Your answer must be the full listing below, repeated exactly, with no pictures in it.

(Beginning of Available data)

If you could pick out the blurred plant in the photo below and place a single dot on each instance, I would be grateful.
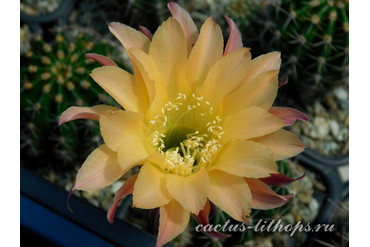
(53, 76)
(313, 37)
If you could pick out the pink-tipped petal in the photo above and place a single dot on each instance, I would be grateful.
(93, 113)
(69, 197)
(153, 216)
(263, 197)
(103, 60)
(146, 31)
(279, 179)
(235, 39)
(283, 82)
(186, 22)
(126, 189)
(203, 219)
(288, 115)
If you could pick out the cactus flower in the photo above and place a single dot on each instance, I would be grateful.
(197, 118)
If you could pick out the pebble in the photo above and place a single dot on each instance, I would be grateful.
(328, 130)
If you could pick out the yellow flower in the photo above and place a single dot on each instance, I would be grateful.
(198, 118)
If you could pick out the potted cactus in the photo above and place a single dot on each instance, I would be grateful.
(313, 38)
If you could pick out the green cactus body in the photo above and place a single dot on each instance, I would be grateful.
(315, 36)
(54, 76)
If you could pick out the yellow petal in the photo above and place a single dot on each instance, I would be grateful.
(169, 52)
(245, 159)
(263, 197)
(250, 123)
(131, 153)
(263, 63)
(123, 87)
(191, 191)
(157, 90)
(260, 91)
(121, 127)
(99, 170)
(224, 75)
(129, 37)
(282, 143)
(230, 193)
(148, 70)
(172, 221)
(150, 189)
(186, 22)
(206, 52)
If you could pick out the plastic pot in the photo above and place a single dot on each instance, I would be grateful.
(336, 190)
(45, 219)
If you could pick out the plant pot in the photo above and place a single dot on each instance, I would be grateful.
(337, 191)
(46, 220)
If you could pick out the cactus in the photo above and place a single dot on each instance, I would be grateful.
(313, 37)
(54, 76)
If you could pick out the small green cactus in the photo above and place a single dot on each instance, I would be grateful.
(54, 76)
(313, 37)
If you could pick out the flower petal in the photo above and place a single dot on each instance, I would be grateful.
(230, 193)
(123, 87)
(186, 22)
(191, 191)
(150, 75)
(172, 221)
(103, 60)
(126, 189)
(263, 197)
(279, 179)
(282, 143)
(99, 170)
(206, 52)
(129, 37)
(131, 153)
(250, 123)
(121, 127)
(245, 159)
(288, 115)
(235, 38)
(261, 92)
(150, 188)
(203, 220)
(263, 63)
(168, 50)
(146, 32)
(93, 113)
(224, 75)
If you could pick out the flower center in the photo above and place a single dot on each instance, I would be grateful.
(187, 134)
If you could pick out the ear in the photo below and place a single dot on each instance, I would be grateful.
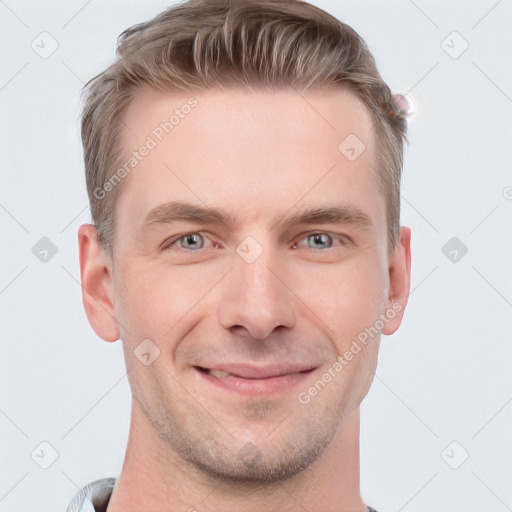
(96, 276)
(399, 281)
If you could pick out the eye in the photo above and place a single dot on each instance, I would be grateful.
(322, 240)
(188, 242)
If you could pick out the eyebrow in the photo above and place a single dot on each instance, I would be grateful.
(176, 211)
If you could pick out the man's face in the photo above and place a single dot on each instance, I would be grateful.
(256, 296)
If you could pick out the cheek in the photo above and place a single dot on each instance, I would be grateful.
(151, 300)
(346, 298)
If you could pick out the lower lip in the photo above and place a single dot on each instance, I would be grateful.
(257, 387)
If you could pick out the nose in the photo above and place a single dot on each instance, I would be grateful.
(256, 296)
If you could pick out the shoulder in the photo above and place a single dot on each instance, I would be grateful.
(93, 497)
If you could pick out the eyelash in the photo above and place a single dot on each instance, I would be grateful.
(171, 241)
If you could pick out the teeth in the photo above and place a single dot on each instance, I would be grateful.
(218, 373)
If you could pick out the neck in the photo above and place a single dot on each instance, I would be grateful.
(153, 477)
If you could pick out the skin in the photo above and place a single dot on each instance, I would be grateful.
(262, 157)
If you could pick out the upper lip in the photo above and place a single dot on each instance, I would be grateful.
(259, 372)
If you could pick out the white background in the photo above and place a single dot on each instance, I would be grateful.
(443, 377)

(End of Available data)

Solution for this problem:
If you could pick out the blurred plant in the photo below and place a single dot on each instance, I would be grateful.
(53, 76)
(313, 37)
If you could pick out the pink-tipped petal in the photo above and place a single dot on each instance, I would be grateful.
(93, 113)
(69, 197)
(153, 216)
(263, 197)
(103, 60)
(146, 31)
(279, 179)
(235, 39)
(283, 82)
(186, 22)
(126, 189)
(203, 219)
(288, 115)
If you could pick out the cactus flower in the photo above and place a single dot on each instance, I would be grateful.
(197, 118)
If you could pick out the pebble in the photo above and place a single dot on each instance, I would be grateful.
(328, 130)
If you could pick out the yellow flower in the photo above and place a single dot on each instance, I would be grateful.
(198, 118)
If you could pick out the potted cactus in the photo above and place a single dot on each instance, I would be grateful.
(313, 38)
If you could pick out the green cactus body in the photo above and place a single dot on each instance, I would be grateful.
(315, 36)
(54, 76)
If you could pick out the yellow petal in the photo above and place a single dot on each instance, I would be grateful.
(169, 52)
(245, 159)
(263, 197)
(250, 123)
(131, 153)
(263, 63)
(123, 87)
(191, 191)
(157, 90)
(260, 91)
(121, 127)
(99, 170)
(224, 75)
(129, 37)
(282, 143)
(230, 193)
(148, 70)
(172, 221)
(150, 189)
(186, 22)
(206, 52)
If you could pick out the plastic pot in the photo above and place a single dot on each instance, I would be grateful.
(336, 190)
(45, 219)
If you could pick out the plant pot in the photo above and place a single dot on each instance, I would be grateful.
(337, 191)
(46, 220)
If you could pick out the cactus in the photo above and place a single dot on each instance, I would be grateful.
(313, 37)
(54, 76)
If you could pick out the small green cactus in the photo above and place a single dot on each instance, I would be grateful.
(54, 76)
(313, 37)
If you could pick out the flower petal in the photo above and place a single dot on each instance, I would be grateful.
(230, 193)
(123, 87)
(186, 22)
(191, 191)
(150, 75)
(172, 221)
(103, 60)
(126, 189)
(263, 197)
(279, 179)
(282, 143)
(99, 170)
(206, 52)
(129, 37)
(131, 153)
(250, 123)
(121, 127)
(245, 159)
(288, 115)
(235, 38)
(261, 92)
(150, 188)
(203, 220)
(263, 63)
(168, 50)
(146, 32)
(93, 113)
(224, 75)
If you could pick out the flower center in the photo above and place a single dot on each instance, I would be grateful.
(187, 134)
If you could pick out the ear in the photo below and place a single dot on each instance, I would be grateful.
(96, 276)
(399, 281)
If you could pick out the eye in the photo above and place a single dot on each instance, I would be grateful.
(322, 240)
(188, 242)
If you could pick out the eyebrow in the photo above and place a single dot on each instance, I would be grateful.
(176, 211)
If you could pick out the man's face in the photo above and place a single dot on each instance, I would be grateful.
(256, 296)
If you could pick out the cheek in the photo above and place a single dot on each instance, I would be grateful.
(151, 300)
(346, 298)
If you could pick out the lower lip in the photo above and place a single dot on each instance, I would be grateful.
(257, 387)
If you could pick out the nose in the photo above and place a single dot on each instance, I would be grateful.
(256, 296)
If you could pick out the shoulder in the photo above and place a single dot on each instance, I would be grateful.
(93, 497)
If you could pick out the eyelash in the photo above and place a single dot on each instance, I would be grateful.
(171, 241)
If you could pick out the teeth in the photo above and place a single dot on each instance, I would be grateful.
(218, 373)
If you could pick out the neck in the photo above and place a single dot on each instance, I would be grateful.
(153, 477)
If you could pick out the skin in the photo above and place a single dot on each instance, I would be grateful.
(262, 157)
If you could pick out the upper lip in the photo above and place a single dot on each instance, I would be grateful.
(259, 372)
If you could pick out the white background in the photo above and place a single dot on each instance, I would be grateful.
(443, 377)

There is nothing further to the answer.